- _Point localization data_

============

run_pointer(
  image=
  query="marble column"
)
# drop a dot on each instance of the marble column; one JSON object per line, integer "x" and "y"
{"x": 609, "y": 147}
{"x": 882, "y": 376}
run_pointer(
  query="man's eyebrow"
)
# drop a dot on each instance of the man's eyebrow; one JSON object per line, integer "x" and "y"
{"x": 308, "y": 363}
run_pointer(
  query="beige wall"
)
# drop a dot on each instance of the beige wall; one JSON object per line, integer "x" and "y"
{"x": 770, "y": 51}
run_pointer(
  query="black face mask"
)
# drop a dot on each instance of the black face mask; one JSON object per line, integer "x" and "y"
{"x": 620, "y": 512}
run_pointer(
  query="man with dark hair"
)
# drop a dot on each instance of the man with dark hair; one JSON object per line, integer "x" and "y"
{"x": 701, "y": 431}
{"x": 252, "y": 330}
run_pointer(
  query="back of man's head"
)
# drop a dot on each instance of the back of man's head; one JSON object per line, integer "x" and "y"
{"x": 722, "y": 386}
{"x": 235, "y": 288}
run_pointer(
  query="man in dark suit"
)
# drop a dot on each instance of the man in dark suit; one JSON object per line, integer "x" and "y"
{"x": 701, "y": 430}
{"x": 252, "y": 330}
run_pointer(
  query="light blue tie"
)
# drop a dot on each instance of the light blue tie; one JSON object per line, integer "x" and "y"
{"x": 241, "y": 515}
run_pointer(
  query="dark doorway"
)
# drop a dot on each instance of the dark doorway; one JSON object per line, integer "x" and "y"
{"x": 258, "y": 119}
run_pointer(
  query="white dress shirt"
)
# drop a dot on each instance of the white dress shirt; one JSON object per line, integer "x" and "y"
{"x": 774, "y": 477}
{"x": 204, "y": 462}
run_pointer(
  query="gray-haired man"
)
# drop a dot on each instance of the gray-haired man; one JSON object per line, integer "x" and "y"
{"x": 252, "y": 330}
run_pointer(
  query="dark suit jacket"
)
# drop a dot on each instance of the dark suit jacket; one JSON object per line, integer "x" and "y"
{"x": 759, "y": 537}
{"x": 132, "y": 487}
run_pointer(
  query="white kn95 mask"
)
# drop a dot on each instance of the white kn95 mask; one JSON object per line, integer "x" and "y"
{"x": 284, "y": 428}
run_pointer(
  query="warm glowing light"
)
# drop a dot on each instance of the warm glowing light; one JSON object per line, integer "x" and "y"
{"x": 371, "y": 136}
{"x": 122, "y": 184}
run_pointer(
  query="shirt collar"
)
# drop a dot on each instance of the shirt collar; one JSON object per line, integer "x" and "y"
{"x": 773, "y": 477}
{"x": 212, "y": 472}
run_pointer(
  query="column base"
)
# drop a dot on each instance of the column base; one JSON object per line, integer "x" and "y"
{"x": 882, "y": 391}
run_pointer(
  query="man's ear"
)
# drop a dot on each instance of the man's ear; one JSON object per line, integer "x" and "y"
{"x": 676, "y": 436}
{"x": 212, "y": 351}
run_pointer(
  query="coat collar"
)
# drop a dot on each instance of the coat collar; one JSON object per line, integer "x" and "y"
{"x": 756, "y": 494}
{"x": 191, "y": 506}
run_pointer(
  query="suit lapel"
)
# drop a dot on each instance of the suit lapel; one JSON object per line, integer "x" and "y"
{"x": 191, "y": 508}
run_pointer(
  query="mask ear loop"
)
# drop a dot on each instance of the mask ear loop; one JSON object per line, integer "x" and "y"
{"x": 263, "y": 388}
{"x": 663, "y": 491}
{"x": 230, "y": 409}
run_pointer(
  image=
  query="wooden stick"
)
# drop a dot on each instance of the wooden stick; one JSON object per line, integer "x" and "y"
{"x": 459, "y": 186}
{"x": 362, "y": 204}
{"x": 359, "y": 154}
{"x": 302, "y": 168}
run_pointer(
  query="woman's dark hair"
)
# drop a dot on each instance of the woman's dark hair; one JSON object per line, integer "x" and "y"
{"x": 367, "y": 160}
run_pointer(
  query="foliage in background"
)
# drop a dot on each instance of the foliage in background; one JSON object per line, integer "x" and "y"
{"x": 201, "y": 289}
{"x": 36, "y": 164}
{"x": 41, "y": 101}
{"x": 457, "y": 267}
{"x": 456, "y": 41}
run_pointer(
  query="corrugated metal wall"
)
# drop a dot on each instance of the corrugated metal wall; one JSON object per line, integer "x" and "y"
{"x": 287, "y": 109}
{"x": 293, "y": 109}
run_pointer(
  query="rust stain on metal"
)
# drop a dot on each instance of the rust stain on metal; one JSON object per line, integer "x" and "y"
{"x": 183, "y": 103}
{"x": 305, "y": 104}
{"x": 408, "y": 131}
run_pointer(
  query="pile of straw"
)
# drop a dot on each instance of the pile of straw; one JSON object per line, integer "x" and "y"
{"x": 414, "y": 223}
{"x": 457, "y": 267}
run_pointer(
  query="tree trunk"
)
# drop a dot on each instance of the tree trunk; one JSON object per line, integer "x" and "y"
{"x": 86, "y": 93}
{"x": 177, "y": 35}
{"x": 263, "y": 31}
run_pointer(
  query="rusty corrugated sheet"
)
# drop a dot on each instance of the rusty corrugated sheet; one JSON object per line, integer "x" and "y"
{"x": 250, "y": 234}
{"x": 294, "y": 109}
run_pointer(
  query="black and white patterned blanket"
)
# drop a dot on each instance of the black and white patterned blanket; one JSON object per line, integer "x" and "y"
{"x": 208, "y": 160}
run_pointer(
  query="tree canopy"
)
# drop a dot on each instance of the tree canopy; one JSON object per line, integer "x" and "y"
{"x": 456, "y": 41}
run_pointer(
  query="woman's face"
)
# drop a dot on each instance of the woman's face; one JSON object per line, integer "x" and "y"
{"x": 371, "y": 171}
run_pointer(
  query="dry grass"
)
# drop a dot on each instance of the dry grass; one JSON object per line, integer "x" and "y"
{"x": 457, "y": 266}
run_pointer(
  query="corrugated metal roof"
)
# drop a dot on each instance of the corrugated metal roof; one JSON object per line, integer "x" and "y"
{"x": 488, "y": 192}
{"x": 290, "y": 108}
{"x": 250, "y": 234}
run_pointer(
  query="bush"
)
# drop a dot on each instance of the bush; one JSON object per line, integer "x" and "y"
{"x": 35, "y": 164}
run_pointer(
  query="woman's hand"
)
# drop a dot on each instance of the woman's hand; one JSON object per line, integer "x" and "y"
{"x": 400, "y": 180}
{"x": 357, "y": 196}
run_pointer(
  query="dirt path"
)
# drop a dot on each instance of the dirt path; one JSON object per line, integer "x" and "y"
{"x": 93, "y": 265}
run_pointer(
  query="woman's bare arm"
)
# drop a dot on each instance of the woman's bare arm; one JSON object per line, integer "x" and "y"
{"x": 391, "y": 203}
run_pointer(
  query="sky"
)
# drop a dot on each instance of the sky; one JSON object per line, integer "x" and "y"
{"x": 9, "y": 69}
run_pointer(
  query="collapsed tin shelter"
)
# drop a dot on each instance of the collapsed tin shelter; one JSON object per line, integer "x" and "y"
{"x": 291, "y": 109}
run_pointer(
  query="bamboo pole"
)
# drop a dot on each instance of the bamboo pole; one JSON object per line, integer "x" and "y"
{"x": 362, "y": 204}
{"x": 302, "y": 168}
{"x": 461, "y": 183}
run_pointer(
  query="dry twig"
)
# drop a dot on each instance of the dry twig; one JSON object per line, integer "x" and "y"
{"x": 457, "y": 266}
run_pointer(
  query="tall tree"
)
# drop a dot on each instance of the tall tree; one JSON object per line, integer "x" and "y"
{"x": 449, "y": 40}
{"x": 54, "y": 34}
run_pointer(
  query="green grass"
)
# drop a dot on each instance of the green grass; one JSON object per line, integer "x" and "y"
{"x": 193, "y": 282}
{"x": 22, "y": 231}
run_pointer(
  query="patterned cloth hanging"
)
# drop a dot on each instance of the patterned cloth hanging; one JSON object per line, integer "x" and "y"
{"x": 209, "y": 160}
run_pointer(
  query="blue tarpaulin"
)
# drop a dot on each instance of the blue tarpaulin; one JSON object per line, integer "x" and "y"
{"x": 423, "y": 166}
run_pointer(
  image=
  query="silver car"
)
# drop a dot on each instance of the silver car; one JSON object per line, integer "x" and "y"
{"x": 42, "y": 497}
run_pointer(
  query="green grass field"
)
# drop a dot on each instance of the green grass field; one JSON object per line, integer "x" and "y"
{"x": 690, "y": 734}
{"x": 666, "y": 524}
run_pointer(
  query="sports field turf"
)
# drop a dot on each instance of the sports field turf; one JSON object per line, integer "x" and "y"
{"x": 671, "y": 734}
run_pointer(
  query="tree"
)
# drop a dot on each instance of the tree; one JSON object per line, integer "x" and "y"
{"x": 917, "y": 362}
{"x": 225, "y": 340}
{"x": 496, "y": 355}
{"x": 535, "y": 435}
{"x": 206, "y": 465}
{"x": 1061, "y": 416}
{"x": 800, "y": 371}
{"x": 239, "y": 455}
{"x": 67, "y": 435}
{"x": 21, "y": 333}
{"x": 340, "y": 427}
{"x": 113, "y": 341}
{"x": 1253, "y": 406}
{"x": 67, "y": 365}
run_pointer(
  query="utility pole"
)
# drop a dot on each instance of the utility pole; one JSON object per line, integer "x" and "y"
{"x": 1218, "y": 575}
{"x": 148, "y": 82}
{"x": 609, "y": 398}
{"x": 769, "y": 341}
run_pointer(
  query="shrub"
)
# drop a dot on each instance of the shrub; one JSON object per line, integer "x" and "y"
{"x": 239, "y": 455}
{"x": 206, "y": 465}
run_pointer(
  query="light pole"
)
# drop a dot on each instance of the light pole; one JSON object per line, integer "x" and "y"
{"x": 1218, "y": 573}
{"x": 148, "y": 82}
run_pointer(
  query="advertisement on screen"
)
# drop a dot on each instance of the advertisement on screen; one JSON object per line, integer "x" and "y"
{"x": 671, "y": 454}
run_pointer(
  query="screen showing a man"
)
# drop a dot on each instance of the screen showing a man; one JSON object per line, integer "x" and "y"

============

- _Action item_
Gather each line from the entries above that includes the word "showing".

- _Exercise response_
  query="screen showing a man"
# drop a dot on each instance of the screen showing a man; one JSON object per line, integer "x" and "y"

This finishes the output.